_VORLIEGENDER TEXT_:
+++
Leserbrief zu „Plagiate sollen verjähren“ und Liessmann: „Zweierlei Maß“, 24. 2.

Ernst Sittinger hat sicherlich recht, von Dissertanten, männlich wie weiblich, eigenes Denken und Anständigkeit zu fordern. Freilich sieht er die Problematik nicht in dem größeren Zusammenhang, in dem Dissertationen entstehen. Der direkte Zusammenhang besteht in der Qualität der Kooperation von Kandidaten und Betreuern, danach mit den unterscheidbaren Fachkulturen, in denen Dissertationen geschrieben werden. Vor allem dürfte es am Verständnis der Bedeutung von wissenschaftlichen Arbeiten wie Dissertationen seitens mancher Verantwortlichen an den Universitäten liegen – einerseits bezüglich der Betreuung, andererseits hinsichtlich der Überprüfung von Plagiaten: Gute Betreuung ist aufwändig und es besteht ein Interesse, den Ruf der Universität nicht zu schädigen.

Kritik an Plagiaten müsste deshalb zuallererst an den Voraussetzungen und Bedingungen zur Erarbeitung einer Dissertation an Universitäten geübt werden. Dazu ist bisher sehr wenig zu hören oder zu lesen gewesen. Eine unvoreingenommene, umfassende, qualitative Studie sollte die strukturellen Probleme des Entstehens von Dissertationen aufdecken können.

Übrigens: In Österreich tragen viele Menschen einen Doktortitel, ohne je eine Dissertation geschrieben zu haben, weil das beispielsweise für diesen Titel der Rechtswissenschaften nicht verlangt worden war. Wo keine Dissertation, kann auch kein Plagiat nachgewiesen werden.
Em. O. Univ-Prof. Dr. Paul Kellermann, Klagenfurt

Weitere Leserbriefe zum Thema

An der Oberfläche

Professionelle „Plagiatsjäger“ fischen zurzeit offenbar eher an der Oberfläche. (Was sich mit KI ändern wird). Ihre Software sucht nach wörtlichen Übereinstimmungen zwischen einem konkreten Ziel, etwa einer Dissertation, und einer von vornherein oder mittlerweile im Internet zugänglichen Quelle. Aufgedeckt wird auf diese Weise, ohne weiteres Nachhaken, bestenfalls ein Abkupfern von Formulierungen, nicht aber der ungleich folgenschwerere Diebstahl innovativer wissenschaftlicher Ideen. Offenkundig gewordene Plagiate dieser hinterhältigeren Art werden innerhalb der einschlägigen wissenschaftlichen „Community“ sicher nicht so schnell verjähren.
+++
_Gespeicherte Datensatzeinträge_:
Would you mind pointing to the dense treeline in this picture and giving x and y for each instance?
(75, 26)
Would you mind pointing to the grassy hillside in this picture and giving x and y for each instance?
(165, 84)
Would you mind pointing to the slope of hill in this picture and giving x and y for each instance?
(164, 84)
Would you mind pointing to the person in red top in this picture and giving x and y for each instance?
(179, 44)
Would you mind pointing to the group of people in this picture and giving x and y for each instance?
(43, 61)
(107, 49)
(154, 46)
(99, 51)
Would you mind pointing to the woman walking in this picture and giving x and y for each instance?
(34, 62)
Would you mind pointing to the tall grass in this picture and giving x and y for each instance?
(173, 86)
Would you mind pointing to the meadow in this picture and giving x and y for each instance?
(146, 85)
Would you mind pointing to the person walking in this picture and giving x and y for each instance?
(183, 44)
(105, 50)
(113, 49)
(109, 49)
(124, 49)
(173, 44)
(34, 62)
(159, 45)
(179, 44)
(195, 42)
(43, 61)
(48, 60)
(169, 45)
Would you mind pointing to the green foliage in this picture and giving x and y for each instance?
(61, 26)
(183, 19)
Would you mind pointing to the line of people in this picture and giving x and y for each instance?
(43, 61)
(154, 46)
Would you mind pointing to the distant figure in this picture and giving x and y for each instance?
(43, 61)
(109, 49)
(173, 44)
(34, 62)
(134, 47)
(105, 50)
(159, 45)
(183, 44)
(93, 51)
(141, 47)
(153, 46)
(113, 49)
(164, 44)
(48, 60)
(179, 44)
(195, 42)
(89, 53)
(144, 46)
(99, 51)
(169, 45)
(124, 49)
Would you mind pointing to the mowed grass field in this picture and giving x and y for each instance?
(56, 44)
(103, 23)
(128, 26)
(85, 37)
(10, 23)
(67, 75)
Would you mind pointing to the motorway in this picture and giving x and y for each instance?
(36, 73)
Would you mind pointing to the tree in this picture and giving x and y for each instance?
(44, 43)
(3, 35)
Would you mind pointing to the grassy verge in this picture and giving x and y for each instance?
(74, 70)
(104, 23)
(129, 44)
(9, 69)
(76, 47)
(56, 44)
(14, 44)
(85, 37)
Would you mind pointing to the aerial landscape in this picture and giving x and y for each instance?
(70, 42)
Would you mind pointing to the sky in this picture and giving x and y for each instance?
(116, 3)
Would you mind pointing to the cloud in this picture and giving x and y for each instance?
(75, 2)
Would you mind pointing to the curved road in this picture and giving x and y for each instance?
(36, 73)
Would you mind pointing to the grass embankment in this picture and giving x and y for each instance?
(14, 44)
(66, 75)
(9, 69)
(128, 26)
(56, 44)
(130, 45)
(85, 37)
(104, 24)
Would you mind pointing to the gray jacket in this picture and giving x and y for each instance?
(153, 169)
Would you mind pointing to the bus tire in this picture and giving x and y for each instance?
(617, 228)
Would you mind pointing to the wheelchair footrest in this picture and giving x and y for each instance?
+++
_ZU BEARBEITENDE AUFGABEN_:
a: Erklären Sie anhand der Leserbriefe zum Thema Plagiate in ein bis drei Sätzen, weshalb sich bei vielen Trägern eines Doktortitels in Österreich kein Plagiat nachweisen lässt.
b: Schreiben Sie die Leserbriefe zum Thema Plagiate im selben Stil über ihren letzten Satz hinaus weiter.

_NUMMERIERTE ANTWORTEN_:
a: Viele Menschen in Österreich tragen einen Doktortitel, ohne je eine Dissertation geschrieben zu haben, weil diese etwa für den Titel der Rechtswissenschaften nicht verlangt worden war. Wo keine Dissertation existiert, kann auch kein Plagiat nachgewiesen werden.

b:
Univ.-Prof. Dr. August Fenk, Klagenfurt

Messen und bewerten

Zu Plagiaten in Publikation und über den Umgang damit hat sich Rektorenchef Oliver Vitouch geäußert und in derselben Ausgabe der Kleinen Zeitung in einem anderen Kontext Konrad Paul Liessmann. In dem Zusammenhang sollte man auf eine Analogie verweisen: Ein Plagiatsjäger wie Stefan Weber ignoriert ein Grundprinzip von akkreditierten Prüfstellen, nämlich die strikte Trennung von Messen/Prüfen – in diesem Fall dem Auffinden von unzureichend referenzierten Zitaten – von der Bewertung der Prüfergebnisse, also der Auswirkung auf den Wert der Publikation. Damit könnte man vielleicht auch das von Herrn Liessmann angesprochene Dilemma des Messens mit zweierlei Maß auflösen.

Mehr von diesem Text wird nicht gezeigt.